(Exercise instructions)
The answer is the full listing restated exactly, without any pictures.

**** Dataset

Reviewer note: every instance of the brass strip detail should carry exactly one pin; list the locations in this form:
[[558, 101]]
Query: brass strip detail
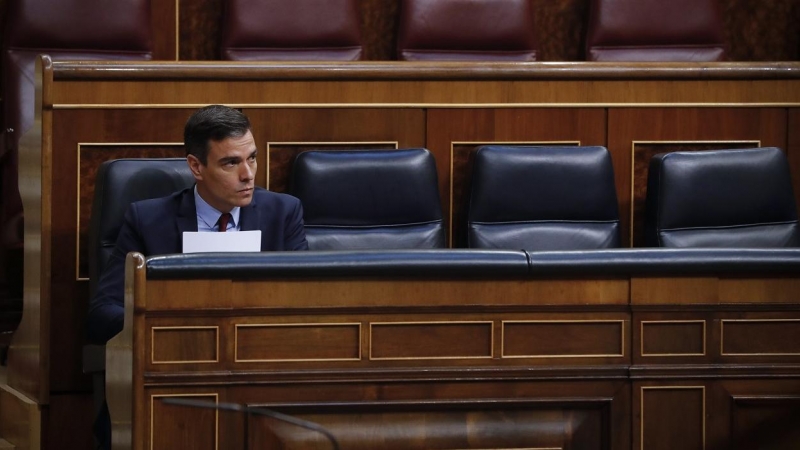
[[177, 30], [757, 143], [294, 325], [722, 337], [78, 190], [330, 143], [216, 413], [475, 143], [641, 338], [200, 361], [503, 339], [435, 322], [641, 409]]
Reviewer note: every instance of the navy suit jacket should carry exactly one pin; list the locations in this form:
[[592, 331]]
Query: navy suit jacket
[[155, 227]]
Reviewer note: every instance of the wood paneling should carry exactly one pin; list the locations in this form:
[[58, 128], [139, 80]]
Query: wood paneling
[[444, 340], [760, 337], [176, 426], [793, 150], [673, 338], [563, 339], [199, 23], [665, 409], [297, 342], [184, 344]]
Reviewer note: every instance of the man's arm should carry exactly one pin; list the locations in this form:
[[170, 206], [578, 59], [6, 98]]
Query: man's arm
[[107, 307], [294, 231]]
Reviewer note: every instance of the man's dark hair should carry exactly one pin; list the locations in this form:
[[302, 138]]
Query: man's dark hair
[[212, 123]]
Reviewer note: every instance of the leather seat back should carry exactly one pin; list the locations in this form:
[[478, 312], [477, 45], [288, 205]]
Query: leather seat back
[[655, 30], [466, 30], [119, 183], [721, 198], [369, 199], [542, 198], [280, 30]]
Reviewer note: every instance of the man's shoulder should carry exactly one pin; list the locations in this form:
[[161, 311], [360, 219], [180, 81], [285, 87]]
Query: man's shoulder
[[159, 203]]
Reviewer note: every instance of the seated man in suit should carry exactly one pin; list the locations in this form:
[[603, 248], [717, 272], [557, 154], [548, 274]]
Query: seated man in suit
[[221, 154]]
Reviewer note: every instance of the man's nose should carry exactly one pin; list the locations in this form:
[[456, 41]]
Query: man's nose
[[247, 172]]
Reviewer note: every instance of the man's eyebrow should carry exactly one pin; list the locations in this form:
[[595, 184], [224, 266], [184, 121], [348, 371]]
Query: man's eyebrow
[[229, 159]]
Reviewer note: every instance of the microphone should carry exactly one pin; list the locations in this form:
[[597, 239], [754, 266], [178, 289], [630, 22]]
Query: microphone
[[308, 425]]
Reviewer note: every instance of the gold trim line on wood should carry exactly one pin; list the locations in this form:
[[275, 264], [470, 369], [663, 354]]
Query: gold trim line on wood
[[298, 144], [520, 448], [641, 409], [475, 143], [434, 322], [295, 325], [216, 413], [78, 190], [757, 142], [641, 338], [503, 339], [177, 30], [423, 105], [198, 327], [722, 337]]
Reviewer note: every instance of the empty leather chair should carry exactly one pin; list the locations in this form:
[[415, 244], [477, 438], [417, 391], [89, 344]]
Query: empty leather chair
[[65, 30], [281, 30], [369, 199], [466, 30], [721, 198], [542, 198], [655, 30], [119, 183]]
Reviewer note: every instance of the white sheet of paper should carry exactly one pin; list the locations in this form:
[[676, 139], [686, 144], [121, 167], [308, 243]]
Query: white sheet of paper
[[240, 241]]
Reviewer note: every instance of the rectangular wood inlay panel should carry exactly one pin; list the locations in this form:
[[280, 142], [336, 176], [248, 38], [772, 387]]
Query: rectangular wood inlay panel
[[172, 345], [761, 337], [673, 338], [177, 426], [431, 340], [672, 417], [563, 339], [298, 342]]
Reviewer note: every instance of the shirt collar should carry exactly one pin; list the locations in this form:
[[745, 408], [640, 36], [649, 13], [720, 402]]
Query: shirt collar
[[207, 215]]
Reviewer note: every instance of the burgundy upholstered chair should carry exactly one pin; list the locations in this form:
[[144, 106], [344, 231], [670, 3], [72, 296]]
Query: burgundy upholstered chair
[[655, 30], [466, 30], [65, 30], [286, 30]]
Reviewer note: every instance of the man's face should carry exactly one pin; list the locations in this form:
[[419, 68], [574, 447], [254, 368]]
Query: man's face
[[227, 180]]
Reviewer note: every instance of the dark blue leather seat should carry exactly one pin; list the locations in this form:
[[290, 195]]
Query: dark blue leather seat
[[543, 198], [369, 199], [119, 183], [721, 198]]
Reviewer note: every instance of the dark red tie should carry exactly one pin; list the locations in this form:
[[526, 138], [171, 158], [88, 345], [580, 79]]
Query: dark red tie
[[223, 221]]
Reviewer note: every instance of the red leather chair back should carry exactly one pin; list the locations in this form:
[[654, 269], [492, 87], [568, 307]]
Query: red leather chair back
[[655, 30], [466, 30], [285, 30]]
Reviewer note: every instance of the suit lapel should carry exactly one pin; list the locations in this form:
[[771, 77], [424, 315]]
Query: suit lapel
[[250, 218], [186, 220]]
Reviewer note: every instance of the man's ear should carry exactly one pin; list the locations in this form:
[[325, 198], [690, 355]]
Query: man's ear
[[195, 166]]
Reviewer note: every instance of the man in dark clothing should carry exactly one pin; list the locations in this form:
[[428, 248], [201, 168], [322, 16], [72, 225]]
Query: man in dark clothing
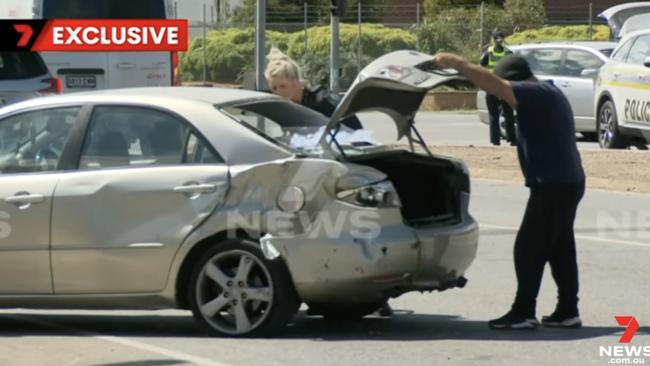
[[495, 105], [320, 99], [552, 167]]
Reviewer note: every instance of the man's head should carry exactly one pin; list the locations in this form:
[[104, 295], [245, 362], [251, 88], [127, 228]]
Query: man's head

********

(Response)
Reviewer note: every instance of the brass strip detail should carry exactly one pin; list the locations in this form:
[[558, 101]]
Query: brass strip detail
[[177, 30], [757, 143], [294, 325], [722, 337], [78, 190], [330, 143], [216, 413], [475, 143], [641, 338], [200, 361], [503, 339], [435, 322], [641, 409]]
Reviewer note: every instance of the navy suit jacket should carry exactly one pin; list the locations in this form:
[[592, 331]]
Query: navy suit jacket
[[155, 227]]
Reviewer note: every instance of the wood paneling should carry exactly one pin; list the locations in this form:
[[58, 128], [139, 80]]
Query: wood paneling
[[444, 340], [760, 337], [176, 426], [793, 150], [673, 338], [563, 339], [199, 23], [665, 409], [297, 342], [184, 344]]
Reviewer note: every instance of the man's arm should carry exactly one pin; list the locations in this form:
[[170, 206], [578, 59], [6, 98]]
Query: man's arm
[[107, 307], [294, 231]]
Reviewer note: every instance of the man's dark hair should carry exactly one pin; list the locations in this form:
[[302, 138]]
Query: man's dark hair
[[212, 123]]
Reviewer note: every instance of the leather seat back should carry exactly one pin; list the locations in this form:
[[478, 312], [477, 45], [288, 205]]
Query: leather seat back
[[655, 30], [466, 30], [119, 183], [721, 198], [369, 199], [542, 198], [280, 30]]
Reviewer note: every instance of the man's shoulder should carry exactly one pin; list the locations in this form:
[[161, 311], [360, 219], [180, 81], [285, 87]]
Query: man's shoulder
[[159, 203]]
Reviewer note: every instance of the seated man in suit should carry exactly one pin; list the locations in this form:
[[603, 248], [717, 272], [557, 154], [548, 274]]
Query: seated man in suit
[[221, 154]]
Reviewer note: every instance of the man's nose should carry exactly one pin; list the locations in this form:
[[456, 41]]
Query: man's nose
[[247, 172]]
Reviewer note: every instance of the man's eyebrow should carry exactly one pin; list the locations in this form:
[[595, 184], [224, 266], [184, 121], [348, 371]]
Query: man's eyebrow
[[229, 159]]
Reviewer note: every instance of the microphone should carry exactly one pin; list the locations in this form:
[[597, 239], [754, 266], [178, 289], [630, 22]]
Query: microphone
[[308, 425]]
Reviewer note: every instance of the gold trim line on wood should carry exactly one pin; list the locations in this form:
[[275, 264], [470, 369], [663, 354]]
Query: gold trim line on wood
[[298, 144], [520, 448], [641, 409], [475, 143], [434, 322], [295, 325], [216, 413], [78, 190], [757, 142], [641, 338], [503, 339], [177, 30], [423, 105], [198, 327], [722, 337]]
Reviewer note: every instance of the empty leather chair should carry exactly one pin; list the locations in this form:
[[415, 244], [477, 438], [417, 391], [89, 344]]
Query: empty leather chair
[[65, 30], [281, 30], [369, 199], [466, 30], [721, 198], [542, 198], [655, 30], [119, 183]]
Reviewer note: every instance of the white sheet of paper should carry exactly one pin; list the locations in this form:
[[676, 139], [686, 144], [121, 167], [308, 243]]
Query: white sheet of paper
[[240, 241]]
Reviewer note: every instance of the rectangular wood inlay panel should carry exactly one pin; list the locations in this form:
[[280, 142], [336, 176], [248, 38], [772, 387]]
Query: rectangular wood inlay panel
[[172, 345], [761, 337], [673, 338], [177, 426], [431, 340], [672, 417], [563, 339], [298, 342]]
Reviewer note: every instance of the shirt collar should carry exactly one pin; list the locations in this form:
[[745, 408], [640, 36], [649, 13], [720, 402]]
Query: shirt collar
[[207, 215]]
Reviewer note: every instance of the burgundy upholstered chair should carry exactly one pin; list the locations in this form:
[[144, 106], [344, 231], [670, 3], [72, 296]]
Query: burgundy upholstered chair
[[655, 30], [466, 30], [65, 30], [286, 30]]
Reviewer note: every instance of the man's face should carry exactly one pin; list the locations in this form:
[[419, 68], [574, 447], [254, 368]]
Query: man's face
[[227, 180]]
Reviewer note: every instance of the dark blue leather seat should carry exactly one pin; list the locations in this form:
[[290, 195]]
Query: dark blue leather seat
[[543, 198], [369, 199], [119, 183], [721, 198]]
Reviewer note: every instance of the dark red tie should carry exactly one pin; list the locations in this form:
[[526, 138], [171, 158], [88, 345], [580, 79]]
Query: dark red tie
[[223, 221]]
Reviewer note: every instance of the red leather chair back should carry exactly one pin; list the locations in this form:
[[654, 269], [492, 87], [568, 307]]
Query: red leather chair back
[[655, 30], [466, 30], [285, 30]]
Reviewer note: every instance of the suit lapel should carry exactly one pin; list the locations in this form:
[[771, 77], [424, 315]]
Query: suit lapel
[[250, 218], [186, 220]]
Reviewer note: every instance of the man's ear should carry exactly one pin; list the locations in this form:
[[325, 198], [690, 355]]
Query: man's ear
[[195, 166]]
Reviewer note: every instance of the man in dark clothing should carry exactly one pin; list the locations in this form:
[[428, 248], [201, 168], [322, 16], [72, 225]]
Query: man in dark clothing
[[495, 105], [320, 99], [552, 167]]
Reviewer note: every instance of the man's head should carry exactly one pin; list the locations in this form:
[[104, 295], [245, 362], [251, 88], [127, 228]]
Query: man's head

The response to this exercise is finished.